- _Challenges_:
1. In the forum thread about rigging pulleys below, rewrite the passage starting with "Mike's second pic" and going on through "though always present.", substituting "fixed point" for every occurrence of "anchor".
2. Answer these questions about the forum thread on rigging pulleys below:
(a) Which CMI pulleys does the first post prefer for rigging?
(b) Which browser was John Paul Sanborn using when he copied the image location?
(c) What are the three basic pulley positions TheTreeSpyder lists?

I like the steel CMI pulleys with bushings for rigging(seem to take more abuse), aluminum with bearings for climbing(bearings give great action, and mainly used in cleaner areas). They make the double-ender single pulley which has attachment holes, top and bottom, great for running a 2/1 MA climbing system or a little extra pulling power for lifting. We used DWT once with our Hobbs to lift all of one side of a white oak up and over in pieces and back down into a small dropzone via tag-line. The limbs overhung and actually touched in some spots the OLD spanish tile that was formed on indians thighs! It was really cool, wished I could of speed-lined it instead, but there was No Access. DWT saved the day, and made it happen.... 

I would like one of those new CMI double pulleys that Sherrill is going to have for a retrievable re-direct I have for my climbing system. It would be perfect! 
I'll see if I can get the pic's off the site and post them here!

Hope this Helps,
X-man


----------



## John Paul Sanborn (Mar 3, 2002)

Let's see if this works Xian.


----------



## John Paul Sanborn (Mar 3, 2002)

I'm in netscape and can right clik on the pick click on "copy image location" and then paste it into the MSG


----------



## X-man (Mar 4, 2002)

*DWT Pics Link:*

Guys,


Here's a link to some of the pics, when I find the tape with the rest, I'll post them here! Enjoy!
http://community-2.webtv.net/acutabovetree/RiggingGallery/


----------



## John Paul Sanborn (Mar 4, 2002)

MAAAAANNNNN! It worked yesterday! [email protected]&*#)@)*#@*( internet falky BS!


----------



## TheTreeSpyder (Mar 4, 2002)

In adden-dumb- the 2/1 advantage can be maintained high, if the anchors are close together; such as one; or even a dropeye. In a 3/1 or other odd/1; there is an odd leg on one side that can be used to pull to that side.

Mike's second pic that is pulling the limb up hill with truck;is 1/2 because it carries the pulley on the pulling force, that splits the input power between 2 legs, one of which is an anchor. Thus, the load will move 2x as far in the same amount of time as truck (faster), it will have 1/2 power of truck's pull in trade; ie 1/2ma;fractional mechanical advantage.

There are 3 basic positions: input,output and anchor. If the pulley is on the input it splits that power between load and anchor; the anchor 'consumes' 1/2 the pull(1/2power=1/2ma; 2x as fast in trade). If the pulley is on the load; it splits it's forcebetween input and anchor; the anchor is holding 1/2 the load(2xinput=2ma;1/2speed in trade). If the pulley is on the anchor (redirect) it splits it; with equal pulls on each leg (2xload=1mano speed or mechanical advantage). These figures assume 0 friction; though always present.

All these things can be explained by the Law Conservation of Energy; this law also defines why screws, ramps , levers, gears,impacting etc. Understanding this and friction can take you very far with motion studies


----------



## Tom Dunlap (Mar 5, 2002)

Mike,

This morning I put my glasses on and looked at your picture. Ooops...I goofed. Sorry 

You're right, I was wrong...

Tom


----------



## Kneejerk Bombas (Mar 5, 2002)

I disagree, big mechanical advantage, the load moves twice as far/fast as a single rope.

It's not always about lowering the load, when you have too much power and not enough speed or distance, this is the ticket.


----------



## rbtree (Mar 5, 2002)

Good discussion,guys, I edited my rather basic comments.


----------



## TheTreeSpyder (Mar 5, 2002)

The mechanidal advantage is fractional i beleive; ie. 1/2 power therefore 2x speed; from same input.

- _Entries from an annotation dataset_:
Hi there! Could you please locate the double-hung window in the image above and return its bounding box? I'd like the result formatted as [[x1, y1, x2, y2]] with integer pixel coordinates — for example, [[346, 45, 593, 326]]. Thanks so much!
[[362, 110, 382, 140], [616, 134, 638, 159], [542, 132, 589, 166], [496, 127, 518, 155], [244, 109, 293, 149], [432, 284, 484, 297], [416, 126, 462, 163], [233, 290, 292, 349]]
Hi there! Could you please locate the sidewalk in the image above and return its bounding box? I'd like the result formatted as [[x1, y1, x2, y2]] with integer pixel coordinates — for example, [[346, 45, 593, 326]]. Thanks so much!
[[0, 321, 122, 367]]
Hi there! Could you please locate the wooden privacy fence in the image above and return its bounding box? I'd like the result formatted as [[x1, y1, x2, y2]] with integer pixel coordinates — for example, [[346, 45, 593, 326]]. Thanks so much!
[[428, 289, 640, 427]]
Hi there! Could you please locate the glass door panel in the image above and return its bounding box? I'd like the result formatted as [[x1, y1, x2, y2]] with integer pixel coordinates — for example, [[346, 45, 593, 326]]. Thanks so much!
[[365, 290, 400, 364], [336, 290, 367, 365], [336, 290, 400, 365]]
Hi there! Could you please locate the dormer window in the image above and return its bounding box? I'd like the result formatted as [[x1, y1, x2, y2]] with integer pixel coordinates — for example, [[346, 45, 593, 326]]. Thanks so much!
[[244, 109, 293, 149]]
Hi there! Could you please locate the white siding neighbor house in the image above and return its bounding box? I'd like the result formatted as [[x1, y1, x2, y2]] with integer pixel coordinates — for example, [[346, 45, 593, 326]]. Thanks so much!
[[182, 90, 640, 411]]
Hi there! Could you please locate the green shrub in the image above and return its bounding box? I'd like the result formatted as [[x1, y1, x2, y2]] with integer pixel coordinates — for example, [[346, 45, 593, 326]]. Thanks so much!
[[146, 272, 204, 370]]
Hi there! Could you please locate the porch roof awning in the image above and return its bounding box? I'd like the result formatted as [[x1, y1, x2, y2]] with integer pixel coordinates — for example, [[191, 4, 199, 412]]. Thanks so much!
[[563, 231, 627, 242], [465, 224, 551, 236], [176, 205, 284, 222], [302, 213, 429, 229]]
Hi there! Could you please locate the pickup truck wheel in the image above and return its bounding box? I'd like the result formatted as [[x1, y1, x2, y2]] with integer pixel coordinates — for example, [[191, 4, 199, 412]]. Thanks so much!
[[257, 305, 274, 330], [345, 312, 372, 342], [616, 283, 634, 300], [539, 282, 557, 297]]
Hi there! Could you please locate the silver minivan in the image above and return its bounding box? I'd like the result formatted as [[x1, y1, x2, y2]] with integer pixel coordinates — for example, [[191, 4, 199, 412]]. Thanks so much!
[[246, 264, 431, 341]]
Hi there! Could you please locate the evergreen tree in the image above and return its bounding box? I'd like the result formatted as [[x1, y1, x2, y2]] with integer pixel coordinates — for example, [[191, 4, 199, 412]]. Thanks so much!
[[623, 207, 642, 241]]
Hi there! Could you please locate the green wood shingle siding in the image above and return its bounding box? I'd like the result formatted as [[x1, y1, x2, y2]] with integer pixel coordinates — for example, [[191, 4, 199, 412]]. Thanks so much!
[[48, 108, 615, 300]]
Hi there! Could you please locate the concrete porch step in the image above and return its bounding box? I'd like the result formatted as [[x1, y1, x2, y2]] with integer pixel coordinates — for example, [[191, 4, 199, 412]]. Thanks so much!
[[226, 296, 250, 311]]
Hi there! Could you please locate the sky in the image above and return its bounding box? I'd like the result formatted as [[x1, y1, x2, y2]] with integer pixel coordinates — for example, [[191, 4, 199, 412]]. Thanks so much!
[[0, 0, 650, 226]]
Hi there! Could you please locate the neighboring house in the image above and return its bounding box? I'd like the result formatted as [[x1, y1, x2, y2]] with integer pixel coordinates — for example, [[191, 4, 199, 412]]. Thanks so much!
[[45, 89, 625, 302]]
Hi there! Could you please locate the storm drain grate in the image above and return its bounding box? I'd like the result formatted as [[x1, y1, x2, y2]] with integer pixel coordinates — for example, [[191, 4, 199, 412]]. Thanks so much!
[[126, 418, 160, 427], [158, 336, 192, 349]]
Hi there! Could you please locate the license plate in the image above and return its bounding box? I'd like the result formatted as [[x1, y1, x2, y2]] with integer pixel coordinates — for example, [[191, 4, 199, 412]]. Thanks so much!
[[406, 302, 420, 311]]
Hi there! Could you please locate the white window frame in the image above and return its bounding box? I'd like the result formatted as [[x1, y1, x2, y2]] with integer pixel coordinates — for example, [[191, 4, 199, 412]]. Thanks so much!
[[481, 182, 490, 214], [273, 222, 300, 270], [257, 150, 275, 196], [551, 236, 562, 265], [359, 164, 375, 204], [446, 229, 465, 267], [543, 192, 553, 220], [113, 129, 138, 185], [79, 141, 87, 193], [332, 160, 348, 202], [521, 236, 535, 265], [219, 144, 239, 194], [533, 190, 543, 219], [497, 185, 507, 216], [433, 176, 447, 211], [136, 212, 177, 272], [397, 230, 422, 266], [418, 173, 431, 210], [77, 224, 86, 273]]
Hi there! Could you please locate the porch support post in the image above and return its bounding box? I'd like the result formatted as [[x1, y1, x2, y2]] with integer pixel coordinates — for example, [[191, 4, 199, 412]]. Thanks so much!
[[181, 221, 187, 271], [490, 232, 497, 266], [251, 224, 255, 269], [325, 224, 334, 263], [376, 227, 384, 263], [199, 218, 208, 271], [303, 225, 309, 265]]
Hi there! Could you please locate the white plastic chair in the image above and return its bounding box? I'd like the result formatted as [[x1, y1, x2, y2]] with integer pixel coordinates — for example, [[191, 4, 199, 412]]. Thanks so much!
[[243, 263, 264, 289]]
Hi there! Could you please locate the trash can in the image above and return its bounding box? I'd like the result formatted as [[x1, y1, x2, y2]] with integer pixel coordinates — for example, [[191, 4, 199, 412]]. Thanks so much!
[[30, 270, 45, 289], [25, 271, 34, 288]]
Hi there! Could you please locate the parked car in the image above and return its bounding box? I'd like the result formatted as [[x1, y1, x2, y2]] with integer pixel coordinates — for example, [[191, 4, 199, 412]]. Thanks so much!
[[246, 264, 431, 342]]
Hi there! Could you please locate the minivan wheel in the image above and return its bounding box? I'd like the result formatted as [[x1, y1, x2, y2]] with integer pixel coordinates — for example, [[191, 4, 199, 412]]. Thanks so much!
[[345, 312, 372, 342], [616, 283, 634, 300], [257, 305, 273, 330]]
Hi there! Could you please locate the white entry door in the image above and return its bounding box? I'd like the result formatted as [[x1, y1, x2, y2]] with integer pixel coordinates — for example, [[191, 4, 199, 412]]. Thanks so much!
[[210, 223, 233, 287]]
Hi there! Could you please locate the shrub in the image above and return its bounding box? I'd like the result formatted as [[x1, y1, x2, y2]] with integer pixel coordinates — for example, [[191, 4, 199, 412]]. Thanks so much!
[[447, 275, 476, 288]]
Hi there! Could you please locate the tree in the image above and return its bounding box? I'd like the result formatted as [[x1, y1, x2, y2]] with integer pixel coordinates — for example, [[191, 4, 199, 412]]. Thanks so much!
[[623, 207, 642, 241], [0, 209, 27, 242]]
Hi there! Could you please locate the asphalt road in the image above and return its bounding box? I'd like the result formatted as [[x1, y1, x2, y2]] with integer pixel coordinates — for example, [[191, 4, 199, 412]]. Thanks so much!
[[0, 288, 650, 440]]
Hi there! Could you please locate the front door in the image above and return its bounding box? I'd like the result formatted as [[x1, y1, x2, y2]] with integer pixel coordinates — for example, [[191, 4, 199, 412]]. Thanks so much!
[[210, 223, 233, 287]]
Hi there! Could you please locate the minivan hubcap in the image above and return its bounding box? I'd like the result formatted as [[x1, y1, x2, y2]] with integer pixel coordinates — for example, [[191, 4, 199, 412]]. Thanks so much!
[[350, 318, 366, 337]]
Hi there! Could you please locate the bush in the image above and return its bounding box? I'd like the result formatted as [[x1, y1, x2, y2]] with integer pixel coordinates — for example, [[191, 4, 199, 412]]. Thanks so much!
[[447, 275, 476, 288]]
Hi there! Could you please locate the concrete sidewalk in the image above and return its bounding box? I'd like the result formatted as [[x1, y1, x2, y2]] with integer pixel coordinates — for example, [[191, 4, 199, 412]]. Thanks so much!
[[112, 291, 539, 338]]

- _Solutions to each task_:
1.
Mike's second pic that is pulling the limb up hill with truck;is 1/2 because it carries the pulley on the pulling force, that splits the input power between 2 legs, one of which is an fixed point. Thus, the load will move 2x as far in the same amount of time as truck (faster), it will have 1/2 power of truck's pull in trade; ie 1/2ma;fractional mechanical advantage.

There are 3 basic positions: input,output and fixed point. If the pulley is on the input it splits that power between load and fixed point; the fixed point 'consumes' 1/2 the pull(1/2power=1/2ma; 2x as fast in trade). If the pulley is on the load; it splits it's forcebetween input and fixed point; the fixed point is holding 1/2 the load(2xinput=2ma;1/2speed in trade). If the pulley is on the fixed point (redirect) it splits it; with equal pulls on each leg (2xload=1mano speed or mechanical advantage). These figures assume 0 friction; though always present.

2.
(a) Steel CMI pulleys with bushings.
(b) Netscape.
(c) Input, output, and anchor.